Although the current scheme describes the detection of wind noise using a two-microphone input or one directional microphone input (see below), it would be understood that the scheme can be extended and applied to signals of any kinds to detect uncorrelated noise and generalized to signals of multiple input channels.
FIG. 14A shows a block diagram of an apparatus A200 according to another configuration that may be included, for example, in an implementation of device D10. In this example, bandpass filter 110 receives a microphone signal S200 that is based on a signal as sensed by a directional microphone and produces a corresponding filtered signal S210. The directional microphone may be part of an array R10 as described herein, and/or microphone signal S200 may be processed in a similar manner as described above for channels S10 a, S10 b. Bandpass filter 110 may be configured according to any of the implementations of filters 110 a, 110 b described herein. Energy calculator 130 receives filtered signal S210 and calculates a corresponding energy value V20 (e.g., as described above with reference to difference energy value V10). Comparator 140 produces a detection indication I20, indicating presence or absence of an uncorrelated component, that is based on a relation between a threshold value T1 and energy value V20. Threshold value T1 may be based on an estimate of background energy as described above (e.g., with the energy value V20 being used to update the estimate in place of difference energy value V10 as described herein). In this example, the directional microphone may be positioned to measure a pressure gradient in the surrounding air as caused by an acoustic source. Typically such a directional microphone is implemented to include a single sensor and two or more defined ports that open externally in different directions, such that the sensor receives sound energy essentially only from the directions in which the ports face. The microphone may include a cavity or other acoustic mixing structure between the ports and the sensor, such that the sound energy incident on the sensor is a difference of the sound energies received through the various ports (e.g., such that a signal received equally via the various ports is canceled before reaching the sensor). FIG. 14B shows a block diagram of an implementation A210 of apparatus A200 that includes an implementation of threshold value calculator 160 and comparator 142 as described herein. Apparatus D100 as shown in FIG. 15 may also be configured to include an implementation of apparatus A200 in place of apparatus A100.
The range of disclosed configurations includes apparatus and methods of separating an acoustic signal from a mixture of acoustic signals (e.g., using one or more spatial processing operations). In a telephony application of such a device, the separated acoustic signal may be the voice of the user of the device. The range of disclosed configurations also includes apparatus and methods of controlling a highpass filter to remove a detected uncorrelated noise component (e.g., wind noise). The present disclosure further describes a switching mechanism stage that selects parameter sets for a fixed filtering stage (and possibly for subsequent processing stages) based on the current state of detection indication I10 (e.g., according to an implementation of stage SPS20 as shown in FIG. 13A) and/or on the currently identified user-handset orientation. The fixed filtering stage may be followed by an adaptive blind-source separation or combined beamforming filtering stage (e.g., as discussed above with reference to FIG. 8A).

**Written request A:** In the wind noise detection text, what does comparator 140 produce?
**Written request B:** List every figure mentioned in the wind noise detection text.
**Written request C:** Extend the wind noise detection text past its final sentence.
The lines that come after the wind noise detection text are from a separate source.

**Data extract:**
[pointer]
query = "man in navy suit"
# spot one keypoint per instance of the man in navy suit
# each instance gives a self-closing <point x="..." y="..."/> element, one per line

**Result A:** Comparator 140 produces a detection indication I20, which indicates the presence or absence of an uncorrelated component and is based on a relation between threshold value T1 and energy value V20.

**Result B:** FIG. 14A, FIG. 14B, FIG. 15, FIG. 13A, FIG. 8A

**Result C:**
Applications of a BSS method as described herein may include the implementation of at least one of independent component analysis (ICA), independent vector analysis (IVA), constrained ICA, or constrained IVA. These methods typically provide relatively accurate and flexible means for the separation of speech signals from noise sources. Independent component analysis is a technique for separating mixed source signals (components) which are presumably independent from each other. In its simplified form, ICA operates an “un-mixing” matrix of weights on the mixed signals (for example, multiplying the matrix with the mixed signals) to produce separated signals. The weights are assigned initial values, and then adjusted to maximize joint entropy of the signals in order to minimize information redundancy. This weight-adjusting and entropy-increasing process is repeated until the information redundancy of the signals is reduced to a minimum. Independent vector analysis is a related technique wherein the source signal is a vector source signal instead of a single variable source signal. Because these techniques do not require information on the source of each signal, they are known as “blind source separation” methods. Directional constraints of varying degrees may be combined with such algorithms to obtain constrained ICA and constrained IVA methods. Blind separation problems refer to the idea of separating mixed signals that come from multiple independent sources.
Another widely known technique for linear microphone-array processing is often referred to as “beamforming”. Beamforming techniques use the time difference between channel that results from the spatial diversity of the microphones to enhance a component of the signal that arrives from a particular direction. More particularly, it is likely that one of the microphones will “look” more directly at the desired source (e.g., the user's mouth), whereas the other microphone may generate a signal from this source that is relatively attenuated. These beamforming techniques are methods for spatial filtering that steer a beam towards a sound source, putting a null at the other directions. Beamforming techniques make no assumption on the sound source but assume that the geometry between source and sensors, or the sound signal itself, is known for the purpose of dereverberating the signal or localizing the sound source.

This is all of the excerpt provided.